Task prompt: Locate each line in the data below that contains the string "target", and copy those lines in full.

Data extract:
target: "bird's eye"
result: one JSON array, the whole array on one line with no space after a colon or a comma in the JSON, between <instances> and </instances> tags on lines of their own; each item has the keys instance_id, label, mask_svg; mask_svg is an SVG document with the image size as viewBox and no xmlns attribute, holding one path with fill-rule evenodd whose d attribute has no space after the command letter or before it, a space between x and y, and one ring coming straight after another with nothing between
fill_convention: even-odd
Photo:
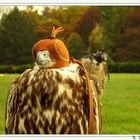
<instances>
[{"instance_id":1,"label":"bird's eye","mask_svg":"<svg viewBox=\"0 0 140 140\"><path fill-rule=\"evenodd\" d=\"M47 54L46 54L46 53L44 53L44 56L47 56Z\"/></svg>"}]
</instances>

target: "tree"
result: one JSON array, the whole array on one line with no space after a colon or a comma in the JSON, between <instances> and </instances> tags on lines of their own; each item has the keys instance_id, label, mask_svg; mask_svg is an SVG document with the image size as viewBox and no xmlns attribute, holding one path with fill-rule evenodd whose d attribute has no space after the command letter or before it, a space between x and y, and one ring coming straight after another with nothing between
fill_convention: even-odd
<instances>
[{"instance_id":1,"label":"tree","mask_svg":"<svg viewBox=\"0 0 140 140\"><path fill-rule=\"evenodd\" d=\"M0 23L0 64L32 63L31 49L37 41L34 25L15 7Z\"/></svg>"},{"instance_id":2,"label":"tree","mask_svg":"<svg viewBox=\"0 0 140 140\"><path fill-rule=\"evenodd\" d=\"M96 24L89 36L90 52L103 49L103 28L100 24Z\"/></svg>"},{"instance_id":3,"label":"tree","mask_svg":"<svg viewBox=\"0 0 140 140\"><path fill-rule=\"evenodd\" d=\"M71 57L79 59L84 55L84 43L77 33L72 33L70 35L67 40L67 46Z\"/></svg>"},{"instance_id":4,"label":"tree","mask_svg":"<svg viewBox=\"0 0 140 140\"><path fill-rule=\"evenodd\" d=\"M126 26L115 40L113 58L116 61L140 61L140 14L135 7L126 15Z\"/></svg>"},{"instance_id":5,"label":"tree","mask_svg":"<svg viewBox=\"0 0 140 140\"><path fill-rule=\"evenodd\" d=\"M103 26L103 45L112 57L115 48L115 39L124 32L126 27L126 14L133 9L127 6L102 6L101 25Z\"/></svg>"},{"instance_id":6,"label":"tree","mask_svg":"<svg viewBox=\"0 0 140 140\"><path fill-rule=\"evenodd\" d=\"M76 21L75 31L81 36L86 47L89 45L88 37L98 22L100 22L100 11L93 6Z\"/></svg>"}]
</instances>

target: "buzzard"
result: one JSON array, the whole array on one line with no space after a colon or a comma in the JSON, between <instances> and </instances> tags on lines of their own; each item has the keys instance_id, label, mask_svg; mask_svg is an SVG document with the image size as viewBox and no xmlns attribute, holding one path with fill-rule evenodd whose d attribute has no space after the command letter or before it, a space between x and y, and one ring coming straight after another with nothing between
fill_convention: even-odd
<instances>
[{"instance_id":1,"label":"buzzard","mask_svg":"<svg viewBox=\"0 0 140 140\"><path fill-rule=\"evenodd\" d=\"M88 134L88 96L87 80L78 64L61 69L27 69L9 89L6 133ZM93 133L99 133L97 109L94 98Z\"/></svg>"},{"instance_id":2,"label":"buzzard","mask_svg":"<svg viewBox=\"0 0 140 140\"><path fill-rule=\"evenodd\" d=\"M35 66L12 82L6 103L8 134L99 134L99 101L84 65L69 57L53 28L32 48ZM92 84L92 86L91 86Z\"/></svg>"}]
</instances>

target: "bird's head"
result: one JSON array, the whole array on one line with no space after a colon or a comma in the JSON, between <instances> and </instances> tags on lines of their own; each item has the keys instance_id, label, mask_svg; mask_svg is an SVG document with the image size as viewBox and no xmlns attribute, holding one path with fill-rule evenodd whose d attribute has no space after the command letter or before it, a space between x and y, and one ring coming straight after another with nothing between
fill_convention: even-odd
<instances>
[{"instance_id":1,"label":"bird's head","mask_svg":"<svg viewBox=\"0 0 140 140\"><path fill-rule=\"evenodd\" d=\"M55 35L40 40L33 46L32 56L38 65L49 68L62 68L69 65L69 52L63 41L56 39Z\"/></svg>"}]
</instances>

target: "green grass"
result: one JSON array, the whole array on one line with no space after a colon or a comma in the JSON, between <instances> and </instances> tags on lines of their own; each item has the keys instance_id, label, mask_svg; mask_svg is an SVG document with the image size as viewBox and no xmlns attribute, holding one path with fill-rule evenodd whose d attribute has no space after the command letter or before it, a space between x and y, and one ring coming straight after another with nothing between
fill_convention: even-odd
<instances>
[{"instance_id":1,"label":"green grass","mask_svg":"<svg viewBox=\"0 0 140 140\"><path fill-rule=\"evenodd\" d=\"M103 134L140 133L140 74L111 74L103 102Z\"/></svg>"},{"instance_id":2,"label":"green grass","mask_svg":"<svg viewBox=\"0 0 140 140\"><path fill-rule=\"evenodd\" d=\"M0 74L0 134L5 133L5 105L8 89L12 80L17 76L17 74Z\"/></svg>"},{"instance_id":3,"label":"green grass","mask_svg":"<svg viewBox=\"0 0 140 140\"><path fill-rule=\"evenodd\" d=\"M0 75L0 134L4 134L7 91L18 75ZM140 74L110 74L103 102L103 134L140 133Z\"/></svg>"}]
</instances>

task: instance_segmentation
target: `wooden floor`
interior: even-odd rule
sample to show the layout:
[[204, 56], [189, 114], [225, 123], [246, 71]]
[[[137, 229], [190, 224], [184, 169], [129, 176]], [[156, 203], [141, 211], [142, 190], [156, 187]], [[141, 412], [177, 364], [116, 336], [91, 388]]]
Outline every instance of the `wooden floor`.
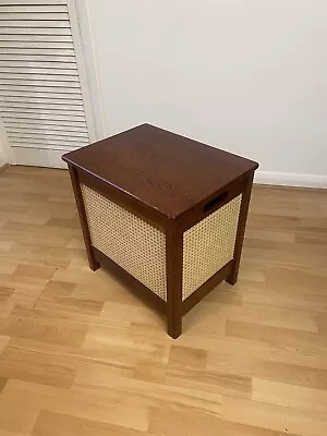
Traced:
[[88, 269], [66, 171], [0, 174], [0, 436], [327, 435], [327, 192], [256, 186], [183, 331]]

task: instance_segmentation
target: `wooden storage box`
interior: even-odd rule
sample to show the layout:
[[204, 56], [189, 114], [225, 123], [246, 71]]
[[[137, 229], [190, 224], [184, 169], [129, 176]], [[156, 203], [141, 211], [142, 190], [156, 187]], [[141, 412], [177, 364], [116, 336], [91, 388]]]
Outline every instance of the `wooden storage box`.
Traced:
[[257, 164], [141, 125], [63, 156], [88, 261], [182, 316], [221, 280], [234, 283]]

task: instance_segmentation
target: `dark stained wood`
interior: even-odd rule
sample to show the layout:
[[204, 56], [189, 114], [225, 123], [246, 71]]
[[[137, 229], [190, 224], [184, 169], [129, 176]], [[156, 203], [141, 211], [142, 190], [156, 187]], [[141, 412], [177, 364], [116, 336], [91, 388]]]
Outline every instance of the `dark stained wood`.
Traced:
[[149, 124], [70, 152], [63, 160], [174, 218], [258, 166]]
[[233, 265], [234, 261], [230, 261], [221, 269], [219, 269], [219, 271], [210, 277], [209, 280], [197, 288], [195, 292], [187, 296], [182, 304], [182, 314], [184, 315], [191, 311], [191, 308], [195, 306], [195, 304], [197, 304], [204, 296], [206, 296], [214, 288], [216, 288], [216, 286], [226, 280], [226, 278], [231, 274]]
[[244, 192], [243, 192], [243, 196], [242, 196], [238, 233], [237, 233], [237, 242], [235, 242], [235, 247], [234, 247], [234, 264], [233, 264], [233, 269], [232, 269], [230, 276], [226, 279], [226, 281], [230, 284], [235, 284], [235, 282], [238, 281], [241, 254], [242, 254], [242, 247], [243, 247], [243, 240], [244, 240], [244, 232], [245, 232], [245, 226], [246, 226], [246, 219], [247, 219], [247, 211], [249, 211], [250, 198], [251, 198], [251, 192], [252, 192], [253, 177], [254, 177], [254, 172], [249, 177], [247, 183], [244, 186]]
[[[245, 190], [247, 180], [249, 178], [245, 177], [235, 183], [229, 184], [228, 186], [226, 186], [225, 189], [220, 190], [215, 195], [213, 195], [206, 202], [202, 202], [199, 205], [191, 209], [187, 214], [181, 216], [178, 219], [179, 230], [185, 231], [190, 229], [191, 227], [195, 226], [198, 221], [206, 218], [208, 215], [213, 214], [215, 210], [219, 209], [225, 204], [227, 204], [228, 202], [240, 195]], [[223, 198], [219, 203], [215, 203], [214, 207], [210, 207], [210, 209], [208, 210], [206, 206], [211, 202], [215, 202], [215, 199], [217, 197], [219, 198], [221, 195], [223, 195]]]
[[183, 233], [171, 220], [166, 233], [167, 327], [177, 339], [182, 334]]
[[[69, 164], [92, 269], [104, 265], [167, 315], [178, 338], [182, 316], [220, 281], [238, 279], [254, 161], [143, 124], [63, 156]], [[121, 205], [166, 234], [167, 302], [92, 246], [80, 183]], [[234, 257], [182, 301], [183, 232], [243, 193]]]
[[78, 173], [77, 173], [77, 170], [74, 167], [72, 167], [71, 165], [69, 165], [69, 170], [70, 170], [70, 177], [71, 177], [73, 192], [74, 192], [74, 196], [75, 196], [75, 202], [76, 202], [76, 206], [77, 206], [77, 210], [78, 210], [78, 215], [80, 215], [80, 221], [81, 221], [81, 227], [82, 227], [82, 232], [83, 232], [84, 243], [85, 243], [85, 247], [86, 247], [86, 254], [87, 254], [89, 268], [93, 271], [95, 271], [96, 269], [98, 269], [100, 267], [100, 265], [96, 261], [94, 253], [92, 251], [92, 241], [90, 241], [90, 235], [89, 235], [88, 226], [87, 226], [87, 218], [86, 218], [82, 192], [81, 192]]
[[85, 172], [81, 169], [77, 171], [81, 183], [89, 186], [94, 191], [97, 191], [111, 202], [117, 203], [124, 209], [142, 218], [144, 221], [147, 221], [153, 227], [156, 227], [161, 231], [166, 230], [167, 223], [169, 222], [169, 218], [167, 216], [160, 214], [158, 210], [149, 208], [147, 205], [136, 202], [134, 198], [123, 192], [118, 192], [110, 185], [105, 184], [101, 180], [90, 175], [88, 172]]
[[112, 272], [117, 278], [125, 282], [132, 291], [136, 291], [137, 295], [142, 301], [147, 304], [155, 306], [160, 312], [167, 312], [167, 303], [161, 300], [156, 293], [154, 293], [150, 289], [148, 289], [141, 281], [135, 279], [135, 277], [131, 276], [130, 272], [124, 270], [121, 266], [119, 266], [116, 262], [110, 259], [104, 253], [101, 253], [96, 247], [92, 247], [93, 253], [97, 262], [104, 266], [108, 271]]

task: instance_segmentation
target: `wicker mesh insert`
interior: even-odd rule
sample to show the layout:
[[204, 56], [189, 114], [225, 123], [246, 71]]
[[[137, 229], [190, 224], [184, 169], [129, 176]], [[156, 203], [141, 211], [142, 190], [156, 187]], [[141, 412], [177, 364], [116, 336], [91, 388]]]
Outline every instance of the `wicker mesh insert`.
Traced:
[[81, 185], [92, 243], [167, 301], [166, 235], [86, 185]]
[[183, 235], [183, 292], [185, 300], [233, 258], [242, 194]]

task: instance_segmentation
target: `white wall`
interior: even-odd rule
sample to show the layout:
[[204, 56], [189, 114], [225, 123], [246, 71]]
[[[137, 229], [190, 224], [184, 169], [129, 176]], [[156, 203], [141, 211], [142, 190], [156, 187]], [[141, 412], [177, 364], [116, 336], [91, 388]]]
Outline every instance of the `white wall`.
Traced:
[[10, 159], [10, 149], [7, 142], [2, 120], [0, 118], [0, 167], [2, 167], [4, 164], [8, 164], [9, 161], [12, 162], [12, 159]]
[[327, 185], [326, 0], [88, 9], [107, 135], [149, 122], [257, 160], [261, 181]]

The output:
target: "bird's eye"
target: "tree"
target: "buzzard"
target: "bird's head"
target: "green grass"
target: `wooden floor`
target: `wooden storage box`
target: `dark stained wood`
target: `wicker mesh insert`
target: `white wall`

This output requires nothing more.